TEXT START

WORDS FROM W.W. December 3, 2017
As I drive through Calhan, heading to Simla, this morning out of habit I’ll look to my right as I pass a certain street two blocks this side of the county fairgrounds. Down this street on the right Ray Lutz has lived. It’s a nondescript home that has seen its share of pie consumed by numerous visitors. The number address, in fact, should be 3.14!
Ray passed away on Friday, December 1. He had been a sports official for so long people were prone to call him Methuselah.
Ray would greet me with “Reverend” or “Reverend Wolfe”. Always a kind word or gentle jab. He told me he was Methodist. I told him I’d pray for him. The more I got to know him the more he didn’t resemble a Methodist. Method was secondary to common sense for Ray. The rulebook might say one thing, but sometimes basketball game situations required that common sense trump the rules of the game. Don’t get me wrong! He knew the rules, but if everybody on the interstate is driving 85 when the speed limit is 65 you sometimes have to inch that speedometer up a bit more to not get rear-ended. Common sense driving!

TEXT END
INPUT DATA START

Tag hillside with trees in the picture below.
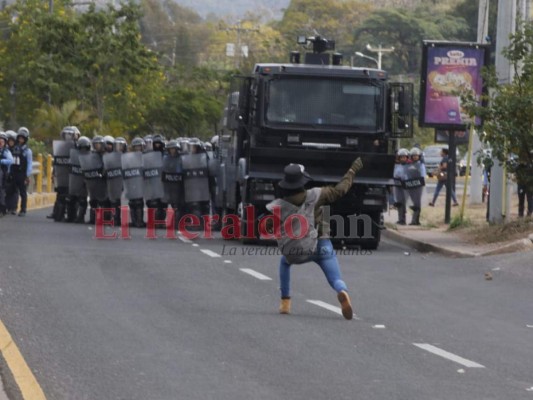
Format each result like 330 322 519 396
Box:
0 0 490 147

INPUT DATA END

**EXERCISE TASKS:**
a) Copy from the column about Ray Lutz the stretch from "Ray passed away" through "Common sense driving!".
b) According to the column about Ray Lutz, on what day did he pass away?

**ANSWERS FOR THIS EXERCISE:**
a)
Ray passed away on Friday, December 1. He had been a sports official for so long people were prone to call him Methuselah.
Ray would greet me with “Reverend” or “Reverend Wolfe”. Always a kind word or gentle jab. He told me he was Methodist. I told him I’d pray for him. The more I got to know him the more he didn’t resemble a Methodist. Method was secondary to common sense for Ray. The rulebook might say one thing, but sometimes basketball game situations required that common sense trump the rules of the game. Don’t get me wrong! He knew the rules, but if everybody on the interstate is driving 85 when the speed limit is 65 you sometimes have to inch that speedometer up a bit more to not get rear-ended. Common sense driving!

b) Friday, December 1.